**Exercise task**
Pick out every line of the entries below that contains the word "waistcoat", and copy each of those lines in full.

════════

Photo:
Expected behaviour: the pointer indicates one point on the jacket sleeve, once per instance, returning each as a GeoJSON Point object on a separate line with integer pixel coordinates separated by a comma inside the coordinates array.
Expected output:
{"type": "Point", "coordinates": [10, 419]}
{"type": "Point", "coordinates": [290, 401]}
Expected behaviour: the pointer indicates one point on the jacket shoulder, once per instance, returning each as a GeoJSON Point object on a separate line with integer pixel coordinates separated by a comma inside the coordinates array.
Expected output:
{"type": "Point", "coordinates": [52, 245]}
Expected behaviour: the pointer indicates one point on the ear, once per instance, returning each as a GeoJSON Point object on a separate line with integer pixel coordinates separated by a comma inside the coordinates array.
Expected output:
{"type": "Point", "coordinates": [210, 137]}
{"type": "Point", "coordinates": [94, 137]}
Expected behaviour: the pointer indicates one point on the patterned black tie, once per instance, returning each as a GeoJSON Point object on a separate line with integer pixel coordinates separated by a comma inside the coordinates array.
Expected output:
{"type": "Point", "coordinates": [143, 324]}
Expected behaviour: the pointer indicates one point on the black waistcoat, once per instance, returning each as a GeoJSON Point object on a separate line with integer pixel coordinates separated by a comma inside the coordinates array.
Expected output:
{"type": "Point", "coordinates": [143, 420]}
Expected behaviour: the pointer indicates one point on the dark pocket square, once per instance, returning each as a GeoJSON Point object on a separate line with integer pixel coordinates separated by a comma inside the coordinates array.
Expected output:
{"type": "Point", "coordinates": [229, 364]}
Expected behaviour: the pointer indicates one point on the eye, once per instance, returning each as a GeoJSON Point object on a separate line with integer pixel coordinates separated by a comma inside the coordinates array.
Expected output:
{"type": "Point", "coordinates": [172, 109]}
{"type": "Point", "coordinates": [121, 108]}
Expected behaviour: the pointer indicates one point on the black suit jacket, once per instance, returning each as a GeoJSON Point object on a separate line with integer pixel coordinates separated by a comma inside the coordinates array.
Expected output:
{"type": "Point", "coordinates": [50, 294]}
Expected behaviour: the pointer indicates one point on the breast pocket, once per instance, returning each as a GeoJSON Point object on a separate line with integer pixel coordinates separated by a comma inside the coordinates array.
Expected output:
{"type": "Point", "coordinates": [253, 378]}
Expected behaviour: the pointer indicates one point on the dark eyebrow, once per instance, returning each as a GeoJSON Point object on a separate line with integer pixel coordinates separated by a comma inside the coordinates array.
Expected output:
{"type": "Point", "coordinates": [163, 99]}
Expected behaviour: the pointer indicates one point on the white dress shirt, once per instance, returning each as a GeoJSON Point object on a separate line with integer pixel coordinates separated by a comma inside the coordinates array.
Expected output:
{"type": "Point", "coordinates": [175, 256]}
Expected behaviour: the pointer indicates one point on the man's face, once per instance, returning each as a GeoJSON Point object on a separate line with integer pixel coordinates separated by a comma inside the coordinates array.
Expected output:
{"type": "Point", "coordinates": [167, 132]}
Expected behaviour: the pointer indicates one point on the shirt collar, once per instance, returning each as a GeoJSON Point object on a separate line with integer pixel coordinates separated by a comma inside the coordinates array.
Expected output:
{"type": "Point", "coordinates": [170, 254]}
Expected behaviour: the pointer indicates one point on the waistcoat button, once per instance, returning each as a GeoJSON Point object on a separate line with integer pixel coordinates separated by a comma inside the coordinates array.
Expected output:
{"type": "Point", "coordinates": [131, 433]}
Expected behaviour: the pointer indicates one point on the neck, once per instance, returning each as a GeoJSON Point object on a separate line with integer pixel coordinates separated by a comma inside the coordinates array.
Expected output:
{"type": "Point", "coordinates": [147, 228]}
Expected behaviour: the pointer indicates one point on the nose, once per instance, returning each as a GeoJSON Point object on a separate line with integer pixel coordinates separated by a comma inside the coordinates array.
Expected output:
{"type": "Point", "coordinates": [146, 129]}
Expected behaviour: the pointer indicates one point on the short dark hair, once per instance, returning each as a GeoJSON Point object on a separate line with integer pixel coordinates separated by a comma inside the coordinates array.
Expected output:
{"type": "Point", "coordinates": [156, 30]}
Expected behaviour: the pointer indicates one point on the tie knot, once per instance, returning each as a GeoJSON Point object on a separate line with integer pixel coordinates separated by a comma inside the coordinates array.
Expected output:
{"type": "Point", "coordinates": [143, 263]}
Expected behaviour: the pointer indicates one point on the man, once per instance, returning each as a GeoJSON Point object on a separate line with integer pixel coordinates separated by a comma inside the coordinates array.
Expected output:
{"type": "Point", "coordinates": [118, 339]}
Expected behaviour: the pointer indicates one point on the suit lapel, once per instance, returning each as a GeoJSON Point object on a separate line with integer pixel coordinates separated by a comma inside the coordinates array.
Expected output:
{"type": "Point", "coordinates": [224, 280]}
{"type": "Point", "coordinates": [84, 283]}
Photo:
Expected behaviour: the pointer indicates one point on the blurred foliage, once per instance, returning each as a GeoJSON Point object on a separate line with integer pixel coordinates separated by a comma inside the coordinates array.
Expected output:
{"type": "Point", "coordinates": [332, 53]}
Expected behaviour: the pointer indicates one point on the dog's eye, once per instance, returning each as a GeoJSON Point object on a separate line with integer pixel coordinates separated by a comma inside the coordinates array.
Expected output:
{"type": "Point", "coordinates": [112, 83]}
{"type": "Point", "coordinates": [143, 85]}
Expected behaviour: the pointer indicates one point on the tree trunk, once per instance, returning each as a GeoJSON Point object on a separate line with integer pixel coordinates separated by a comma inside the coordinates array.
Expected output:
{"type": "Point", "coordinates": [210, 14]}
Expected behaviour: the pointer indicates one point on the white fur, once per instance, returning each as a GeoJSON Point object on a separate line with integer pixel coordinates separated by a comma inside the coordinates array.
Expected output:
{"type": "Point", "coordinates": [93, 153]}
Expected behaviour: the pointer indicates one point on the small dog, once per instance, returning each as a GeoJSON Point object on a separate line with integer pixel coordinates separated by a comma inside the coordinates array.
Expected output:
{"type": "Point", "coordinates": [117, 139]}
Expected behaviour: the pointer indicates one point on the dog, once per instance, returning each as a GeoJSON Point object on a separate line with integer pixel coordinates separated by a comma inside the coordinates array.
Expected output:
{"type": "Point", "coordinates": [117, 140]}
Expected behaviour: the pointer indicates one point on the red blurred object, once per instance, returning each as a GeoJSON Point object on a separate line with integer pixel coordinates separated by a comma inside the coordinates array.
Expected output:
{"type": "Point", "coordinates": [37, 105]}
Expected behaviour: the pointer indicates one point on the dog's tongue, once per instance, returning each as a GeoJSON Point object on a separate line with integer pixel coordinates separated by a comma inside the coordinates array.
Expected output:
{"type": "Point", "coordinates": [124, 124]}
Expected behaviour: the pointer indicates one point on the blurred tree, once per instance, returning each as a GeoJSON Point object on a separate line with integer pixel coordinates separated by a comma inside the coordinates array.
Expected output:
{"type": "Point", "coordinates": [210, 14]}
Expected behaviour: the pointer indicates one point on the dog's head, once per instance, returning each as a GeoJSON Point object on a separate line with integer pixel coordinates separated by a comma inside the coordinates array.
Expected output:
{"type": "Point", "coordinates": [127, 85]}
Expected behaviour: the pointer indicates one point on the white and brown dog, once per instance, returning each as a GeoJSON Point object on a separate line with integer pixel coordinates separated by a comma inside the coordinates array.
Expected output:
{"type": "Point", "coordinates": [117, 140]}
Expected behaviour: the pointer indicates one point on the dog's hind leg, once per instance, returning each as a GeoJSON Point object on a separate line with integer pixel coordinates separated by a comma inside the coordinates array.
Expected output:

════════

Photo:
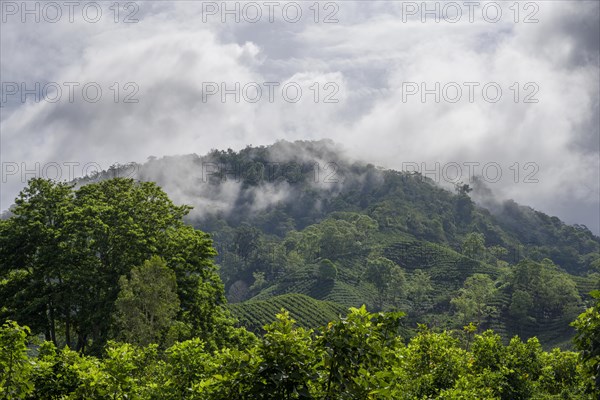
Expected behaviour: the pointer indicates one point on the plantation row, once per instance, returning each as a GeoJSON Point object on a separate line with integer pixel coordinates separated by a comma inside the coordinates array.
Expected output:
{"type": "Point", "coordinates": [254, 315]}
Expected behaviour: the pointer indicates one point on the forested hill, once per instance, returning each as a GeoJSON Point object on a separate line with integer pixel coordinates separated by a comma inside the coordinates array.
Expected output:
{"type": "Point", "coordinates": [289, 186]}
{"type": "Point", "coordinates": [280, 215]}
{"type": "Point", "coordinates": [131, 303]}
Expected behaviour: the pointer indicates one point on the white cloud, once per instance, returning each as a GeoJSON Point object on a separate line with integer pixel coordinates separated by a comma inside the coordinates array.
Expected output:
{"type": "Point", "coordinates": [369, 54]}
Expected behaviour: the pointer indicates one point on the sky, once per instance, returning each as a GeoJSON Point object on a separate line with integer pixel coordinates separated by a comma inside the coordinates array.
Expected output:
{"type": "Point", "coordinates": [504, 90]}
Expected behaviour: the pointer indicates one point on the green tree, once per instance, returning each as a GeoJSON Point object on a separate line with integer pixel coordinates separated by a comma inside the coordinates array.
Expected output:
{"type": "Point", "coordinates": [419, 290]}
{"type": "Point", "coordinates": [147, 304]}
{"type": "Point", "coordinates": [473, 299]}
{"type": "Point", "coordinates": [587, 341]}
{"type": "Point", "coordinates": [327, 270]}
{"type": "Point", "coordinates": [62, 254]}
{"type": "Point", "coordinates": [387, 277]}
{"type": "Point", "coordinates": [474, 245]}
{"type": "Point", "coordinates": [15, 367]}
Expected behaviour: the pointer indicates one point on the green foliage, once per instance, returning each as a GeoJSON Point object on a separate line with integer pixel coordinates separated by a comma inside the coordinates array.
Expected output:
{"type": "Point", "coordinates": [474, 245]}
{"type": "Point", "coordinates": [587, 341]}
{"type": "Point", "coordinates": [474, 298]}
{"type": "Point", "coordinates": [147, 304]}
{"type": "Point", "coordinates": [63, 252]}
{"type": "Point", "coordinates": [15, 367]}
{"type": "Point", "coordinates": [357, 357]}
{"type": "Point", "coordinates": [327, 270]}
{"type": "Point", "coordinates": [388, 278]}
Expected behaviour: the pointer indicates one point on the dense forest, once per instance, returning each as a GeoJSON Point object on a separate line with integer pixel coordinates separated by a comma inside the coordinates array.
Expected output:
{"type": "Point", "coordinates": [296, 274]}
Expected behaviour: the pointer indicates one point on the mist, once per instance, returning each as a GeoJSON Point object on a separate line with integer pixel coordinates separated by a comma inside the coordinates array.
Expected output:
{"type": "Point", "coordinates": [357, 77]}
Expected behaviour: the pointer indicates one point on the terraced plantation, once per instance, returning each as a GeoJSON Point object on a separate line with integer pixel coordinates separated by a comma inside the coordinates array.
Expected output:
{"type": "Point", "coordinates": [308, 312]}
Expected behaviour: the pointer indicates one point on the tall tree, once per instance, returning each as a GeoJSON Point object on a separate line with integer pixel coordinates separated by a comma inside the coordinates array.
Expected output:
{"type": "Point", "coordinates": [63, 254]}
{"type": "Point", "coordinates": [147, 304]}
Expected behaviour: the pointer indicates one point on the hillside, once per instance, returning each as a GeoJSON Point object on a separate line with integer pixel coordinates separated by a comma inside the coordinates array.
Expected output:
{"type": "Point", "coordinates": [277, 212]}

════════

**Reply**
Expected behaviour: the pointer indicates one point on the black waistcoat, once per instance, returning each as a GeoJSON Point object on a separate line with integer pixel coordinates separated by a comma inside the coordinates array.
Expected behaviour: the pointer indicates one point on the waistcoat button, once per instance, returning each as a GeoJSON Point object on a separate line with integer pixel coordinates separated by a comma inside the coordinates array.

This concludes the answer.